[Görev gereksinimleri]
Söylem, iktidar ve kongre üzerine olan metni son cümlesinden sonra sürdürün.

[Metin alıntısı]
Bu kurama göre söylemler bir iktidar aracı olarak belirli bir ‘doğru’ tanımlamakta ve bu doğru çerçevesindeki davranışları ya da söylemleri normal, geçerli ve meşru kılarak, farklı varsayımları marjinalleştirmektedir (Philip ve Oswick, 2012). Foucault’ya göre her bilimsel bilgi alanı söylemler aracılığıyla aslında belirli bir iktidar ilişkisi kurmakta, o alanla ilgili doğruları belirlemekte ve hem alanın kendisini, hem de araştırmacıları disipline etmektedir. Westwood ve Clegg (2003) örneğin bu bakış açısıyla örgüt çalışmalarında hangi paradigmaların nasıl baskın hale geldiğini, hangi paradigmaların marjinalize edildiğini detaylı olarak anlatmışlardır. Bu kuramı temel aldığımızda kongrenin geleneksel olarak belirli konuları öne çıkarırken diğerlerini yok saydığı, bazı konuları marjinalize ettiği veya bazı duyarlılıklarla çok sınırlı şekilde ilişkiye girdiği, buna bağlı olarak da alanın belirli varsayımlar çerçevesinde disipline edildiği savunulmaktadır. Tam bu noktada yazarların yönetim ve organizasyon bilgisi ve alanı ile ilişkilerinin de yöntemsel açıdan açıkça ifade edilmesi önem arz etmektedir (Cunliffe, 2003).

Çünkü, yazarlar savundukları eleştirel değerler çerçevesinde epistemolojik ve ontolojik olarak içinde bulundukları bilimsel alandan bağımsız olmadıkları gibi alanın içinde yerleşik olarak yer almakta ve bu konumları itibariyle ilişkisel olarak bilgi üretimine katkıda bulunmaktadırlar (Alvesson, Hardy ve Harley, 2008; Clegg ve Hardy, 1996). Bu durum hem araştırma sorusuna, hem de tartışmaya katkı koymakta, diğer yandan da hangi varsayımlarla bu çalışmanın şekillendiğini ortaya çıkarmaktadır. Birinci yazar Türkiye’de yönetim bilgisinin gelişimini eleştirel bakış açıları ile inceleyen gelişmekte olan genç bir akademisyendir, toplam beş defa kongreye katılma fırsatı bulmuştur. İkinci yazar kongrenin kuruluşundan bu yana sürecin içinde yer alan ve gelişmeleri yakından takip eden kıdemli bir akademisyendir, hem veri toplama hem de analiz sürecinde deneyimi çerçevesinde çalışmaya katkı sunmaktadır. Bütün kongrelere aktif olarak katılmış ve bir çok karar alıcı rol üstlenmiştir. Üçüncü yazar henüz doktora aşamasında özellikle veri toplama ve tartışma sürecinde katkı koyan bir akademisyendir. Şu ana kadar üç defa kongreye katılmıştır.

[Veriler]
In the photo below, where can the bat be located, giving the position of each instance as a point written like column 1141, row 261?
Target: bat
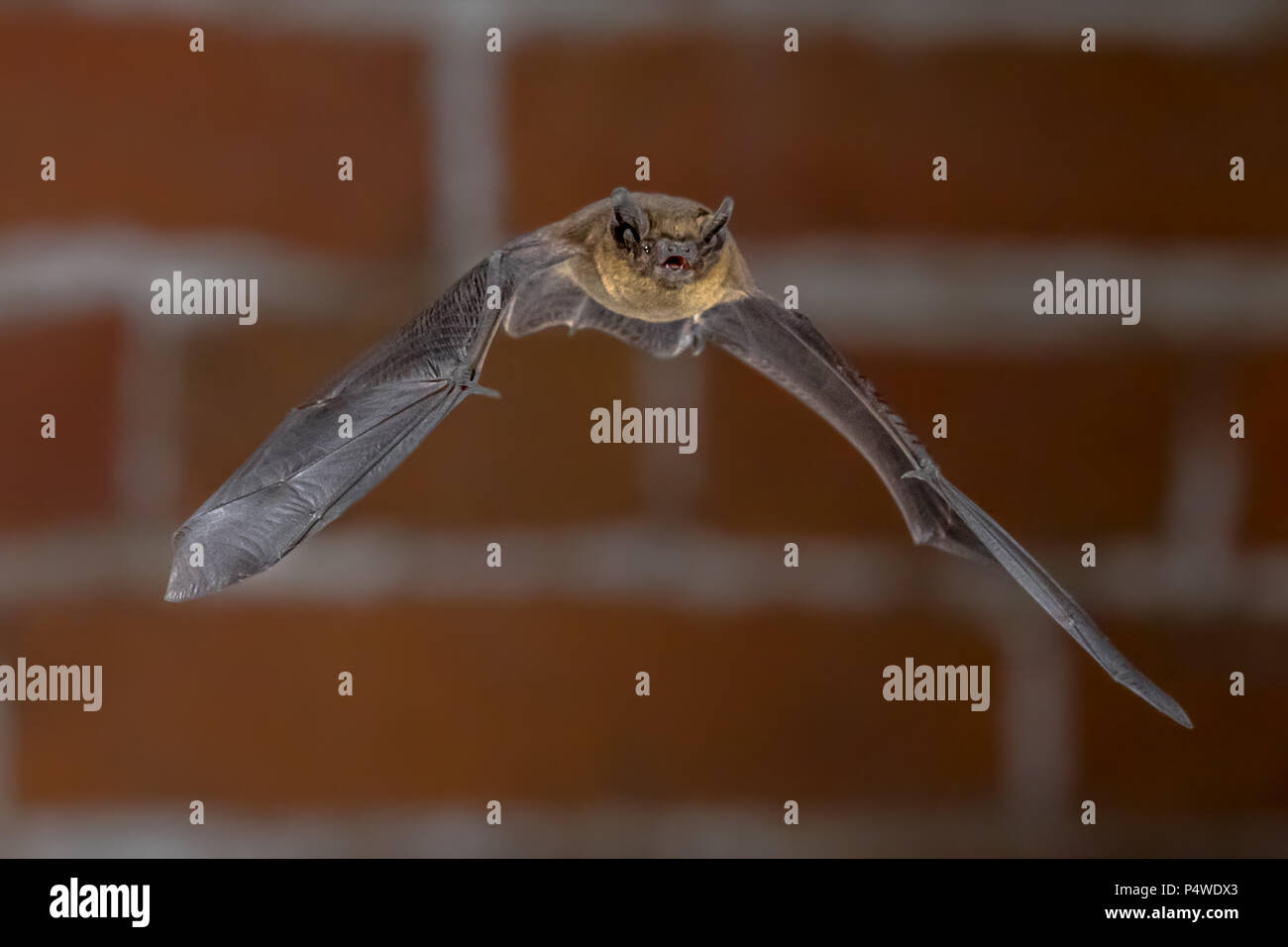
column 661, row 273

==

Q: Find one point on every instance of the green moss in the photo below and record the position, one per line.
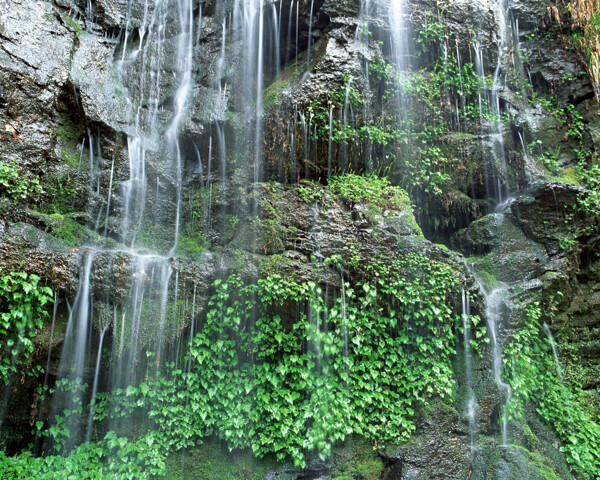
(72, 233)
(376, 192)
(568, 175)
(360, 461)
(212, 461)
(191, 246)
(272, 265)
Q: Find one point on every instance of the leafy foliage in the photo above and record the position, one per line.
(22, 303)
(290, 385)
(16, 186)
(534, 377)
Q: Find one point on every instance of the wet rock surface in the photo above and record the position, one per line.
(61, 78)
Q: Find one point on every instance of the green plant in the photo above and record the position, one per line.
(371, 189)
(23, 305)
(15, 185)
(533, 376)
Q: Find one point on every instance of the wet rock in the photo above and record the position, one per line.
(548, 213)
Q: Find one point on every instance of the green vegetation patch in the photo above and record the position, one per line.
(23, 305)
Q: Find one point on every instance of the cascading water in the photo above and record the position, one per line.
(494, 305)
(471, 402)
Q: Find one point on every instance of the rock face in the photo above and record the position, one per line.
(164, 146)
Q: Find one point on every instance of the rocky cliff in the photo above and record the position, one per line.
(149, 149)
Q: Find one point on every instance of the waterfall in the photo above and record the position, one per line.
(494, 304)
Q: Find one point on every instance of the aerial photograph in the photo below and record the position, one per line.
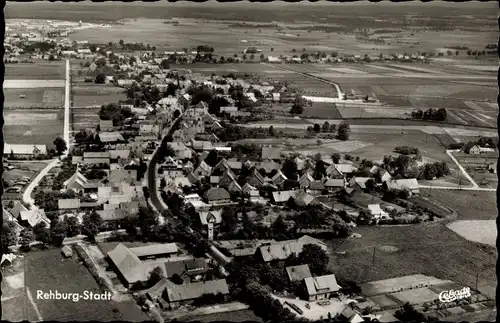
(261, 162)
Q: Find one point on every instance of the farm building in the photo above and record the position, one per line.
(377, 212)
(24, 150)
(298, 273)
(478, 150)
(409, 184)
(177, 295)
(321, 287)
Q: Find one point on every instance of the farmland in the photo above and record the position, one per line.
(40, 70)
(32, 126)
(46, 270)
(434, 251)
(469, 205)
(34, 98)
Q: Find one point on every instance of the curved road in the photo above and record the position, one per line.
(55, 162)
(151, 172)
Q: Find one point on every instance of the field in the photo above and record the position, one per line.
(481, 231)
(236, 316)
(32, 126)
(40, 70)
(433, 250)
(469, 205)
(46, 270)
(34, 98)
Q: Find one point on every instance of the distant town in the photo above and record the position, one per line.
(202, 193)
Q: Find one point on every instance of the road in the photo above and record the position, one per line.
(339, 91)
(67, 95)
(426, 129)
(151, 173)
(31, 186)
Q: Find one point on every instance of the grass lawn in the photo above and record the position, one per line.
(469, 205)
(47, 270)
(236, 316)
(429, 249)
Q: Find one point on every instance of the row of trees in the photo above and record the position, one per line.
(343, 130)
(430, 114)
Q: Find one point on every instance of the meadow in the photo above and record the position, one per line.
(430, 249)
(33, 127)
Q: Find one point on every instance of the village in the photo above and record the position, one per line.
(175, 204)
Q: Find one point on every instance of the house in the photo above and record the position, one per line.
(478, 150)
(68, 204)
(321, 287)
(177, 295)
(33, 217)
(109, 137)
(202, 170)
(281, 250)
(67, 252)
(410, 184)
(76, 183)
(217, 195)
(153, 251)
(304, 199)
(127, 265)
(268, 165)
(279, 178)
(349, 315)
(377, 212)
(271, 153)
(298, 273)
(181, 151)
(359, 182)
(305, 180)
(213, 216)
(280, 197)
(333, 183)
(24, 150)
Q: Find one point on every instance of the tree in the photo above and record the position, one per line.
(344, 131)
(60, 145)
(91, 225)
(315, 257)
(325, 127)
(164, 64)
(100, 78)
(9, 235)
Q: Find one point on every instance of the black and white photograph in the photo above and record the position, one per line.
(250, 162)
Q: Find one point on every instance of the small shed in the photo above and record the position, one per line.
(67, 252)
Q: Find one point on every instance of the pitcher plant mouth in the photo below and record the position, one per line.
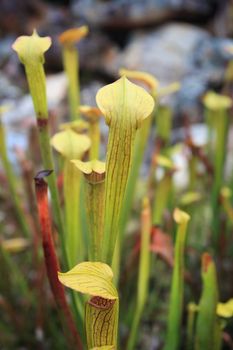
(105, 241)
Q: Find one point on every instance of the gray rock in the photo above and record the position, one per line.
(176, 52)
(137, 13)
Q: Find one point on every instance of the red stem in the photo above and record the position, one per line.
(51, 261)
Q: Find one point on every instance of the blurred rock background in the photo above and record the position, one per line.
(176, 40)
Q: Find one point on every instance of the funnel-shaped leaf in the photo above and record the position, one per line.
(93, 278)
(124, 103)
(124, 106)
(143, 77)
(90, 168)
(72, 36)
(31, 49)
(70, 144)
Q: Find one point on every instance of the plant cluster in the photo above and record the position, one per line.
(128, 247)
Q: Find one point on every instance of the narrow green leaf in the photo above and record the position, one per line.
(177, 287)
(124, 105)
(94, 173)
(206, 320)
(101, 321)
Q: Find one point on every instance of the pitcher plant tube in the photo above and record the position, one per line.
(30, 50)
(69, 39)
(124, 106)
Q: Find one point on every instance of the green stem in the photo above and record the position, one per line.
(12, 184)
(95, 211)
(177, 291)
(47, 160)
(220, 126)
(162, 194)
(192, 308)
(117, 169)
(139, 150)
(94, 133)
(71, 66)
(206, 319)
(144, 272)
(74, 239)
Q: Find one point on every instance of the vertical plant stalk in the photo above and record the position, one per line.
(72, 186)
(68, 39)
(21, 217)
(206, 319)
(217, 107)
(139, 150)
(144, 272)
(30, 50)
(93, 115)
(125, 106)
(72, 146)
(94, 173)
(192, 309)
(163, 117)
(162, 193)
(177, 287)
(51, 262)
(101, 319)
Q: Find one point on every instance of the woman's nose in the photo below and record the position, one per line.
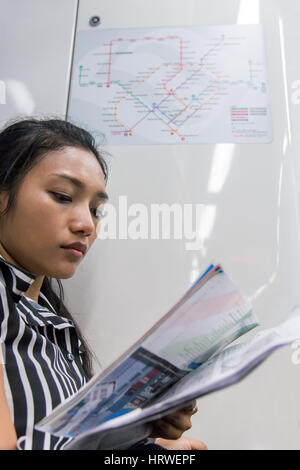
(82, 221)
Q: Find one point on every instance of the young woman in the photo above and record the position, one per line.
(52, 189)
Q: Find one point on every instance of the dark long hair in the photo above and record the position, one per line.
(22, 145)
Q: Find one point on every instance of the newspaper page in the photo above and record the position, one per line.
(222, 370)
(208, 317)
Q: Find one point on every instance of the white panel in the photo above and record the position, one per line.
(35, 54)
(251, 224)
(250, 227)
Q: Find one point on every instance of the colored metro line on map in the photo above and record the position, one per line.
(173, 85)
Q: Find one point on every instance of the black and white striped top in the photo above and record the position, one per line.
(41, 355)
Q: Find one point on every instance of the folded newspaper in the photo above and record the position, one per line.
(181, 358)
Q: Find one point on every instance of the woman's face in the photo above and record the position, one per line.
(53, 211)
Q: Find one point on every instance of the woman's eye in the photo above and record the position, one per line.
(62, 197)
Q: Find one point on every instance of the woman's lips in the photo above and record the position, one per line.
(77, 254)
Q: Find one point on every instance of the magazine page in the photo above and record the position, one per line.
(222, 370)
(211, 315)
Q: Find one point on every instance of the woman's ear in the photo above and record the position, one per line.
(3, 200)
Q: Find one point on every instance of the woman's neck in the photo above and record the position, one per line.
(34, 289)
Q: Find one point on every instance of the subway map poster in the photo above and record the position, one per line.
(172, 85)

[Yanıt]
 İLK BULGULAR
Çalışmada yöntemsel olarak temel düzeyde içerik analizi tercih edilmektedir. Amaç, yayınlanan bildirilerde frekans olarak belirli kelimelerin birbiriyle sayısal farklılığını ortaya koymaktır. Benzer bir çalışma Walsh ve Weber (2002) tarafından gerçekleştirilmiştir. Yazarlar, Academy of Management Journal dergisinde 1958-2000 yılları arasında basılan görgül makalelerde bağımlı değişken olarak performans ve insani refahı inceleyen çalışmaların sıklığını boylamsal olarak karşılaştırmışlardır.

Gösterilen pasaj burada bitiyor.